PROBLEM REQUIREMENTS => Could you repeat, word for word, the lines between the line holding "Would you kindly point to the windshield in" and the line holding "<point>90,120</point>", inclusive?

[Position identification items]
## Start

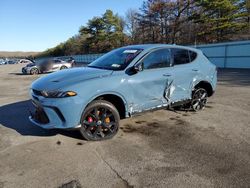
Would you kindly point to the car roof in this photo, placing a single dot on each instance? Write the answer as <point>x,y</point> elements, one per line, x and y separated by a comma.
<point>153,46</point>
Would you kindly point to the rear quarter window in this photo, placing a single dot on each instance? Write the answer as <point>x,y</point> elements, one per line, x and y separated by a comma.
<point>193,56</point>
<point>180,56</point>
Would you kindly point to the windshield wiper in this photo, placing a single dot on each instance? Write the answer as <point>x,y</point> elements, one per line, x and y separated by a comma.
<point>97,67</point>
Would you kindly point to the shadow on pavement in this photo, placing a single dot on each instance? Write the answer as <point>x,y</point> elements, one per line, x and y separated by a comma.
<point>15,116</point>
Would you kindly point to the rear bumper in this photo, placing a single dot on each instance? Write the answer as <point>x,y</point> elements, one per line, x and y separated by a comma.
<point>63,113</point>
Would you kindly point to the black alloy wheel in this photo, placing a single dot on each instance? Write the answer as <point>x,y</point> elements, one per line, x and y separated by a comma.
<point>199,99</point>
<point>100,121</point>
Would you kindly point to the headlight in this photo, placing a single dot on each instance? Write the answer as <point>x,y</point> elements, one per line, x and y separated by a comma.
<point>58,94</point>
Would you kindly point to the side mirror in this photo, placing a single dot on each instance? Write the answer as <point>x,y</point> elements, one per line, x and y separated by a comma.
<point>139,67</point>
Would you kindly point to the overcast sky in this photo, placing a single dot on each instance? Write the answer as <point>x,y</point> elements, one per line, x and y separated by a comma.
<point>35,25</point>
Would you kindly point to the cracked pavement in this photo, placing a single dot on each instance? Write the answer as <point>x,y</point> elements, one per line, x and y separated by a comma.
<point>210,148</point>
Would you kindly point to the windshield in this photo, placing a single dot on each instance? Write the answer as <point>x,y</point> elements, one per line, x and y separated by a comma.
<point>117,59</point>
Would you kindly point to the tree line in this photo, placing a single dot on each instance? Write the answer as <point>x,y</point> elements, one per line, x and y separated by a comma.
<point>186,22</point>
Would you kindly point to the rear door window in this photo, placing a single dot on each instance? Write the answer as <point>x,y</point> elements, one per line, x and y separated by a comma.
<point>180,56</point>
<point>157,59</point>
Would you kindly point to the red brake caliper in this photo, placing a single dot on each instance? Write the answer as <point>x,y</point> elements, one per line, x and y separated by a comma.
<point>90,120</point>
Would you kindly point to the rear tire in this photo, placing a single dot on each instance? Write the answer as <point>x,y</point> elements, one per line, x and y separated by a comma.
<point>99,121</point>
<point>63,67</point>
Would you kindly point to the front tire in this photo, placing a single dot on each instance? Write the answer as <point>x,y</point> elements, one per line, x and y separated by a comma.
<point>34,71</point>
<point>99,121</point>
<point>63,67</point>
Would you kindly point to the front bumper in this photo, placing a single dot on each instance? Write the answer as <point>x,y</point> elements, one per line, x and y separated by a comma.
<point>56,113</point>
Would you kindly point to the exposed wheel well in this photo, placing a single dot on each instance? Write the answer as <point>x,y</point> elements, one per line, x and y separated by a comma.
<point>116,101</point>
<point>207,86</point>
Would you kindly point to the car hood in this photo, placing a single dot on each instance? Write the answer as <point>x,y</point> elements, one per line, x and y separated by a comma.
<point>67,77</point>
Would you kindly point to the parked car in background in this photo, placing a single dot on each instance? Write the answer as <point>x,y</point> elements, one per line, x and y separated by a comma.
<point>120,84</point>
<point>50,65</point>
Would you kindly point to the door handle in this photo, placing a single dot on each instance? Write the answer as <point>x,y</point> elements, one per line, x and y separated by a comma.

## End

COMPLETE OUTPUT =>
Would you kindly point to the windshield in this photo, placing a single dot on each instance? Write the answer as <point>x,y</point> elements, one per line, x and y separated by a comma.
<point>117,59</point>
Would you kindly point to the tree line in this photo, placing a single dot on each instance? Write the answer as <point>x,y</point> elements, one per line, x and y separated by a comma.
<point>186,22</point>
Would you kindly point to the rear door window in this photo, placing a single dot on each instance? Write the answer as <point>x,y</point> elements, one per line, x and y separated by a comma.
<point>180,56</point>
<point>157,59</point>
Would you kindly point to the red brake caliper in this photo, placing a single dot on each instance? Write the answer as <point>x,y</point> elements, one per line, x and y separated by a comma.
<point>90,120</point>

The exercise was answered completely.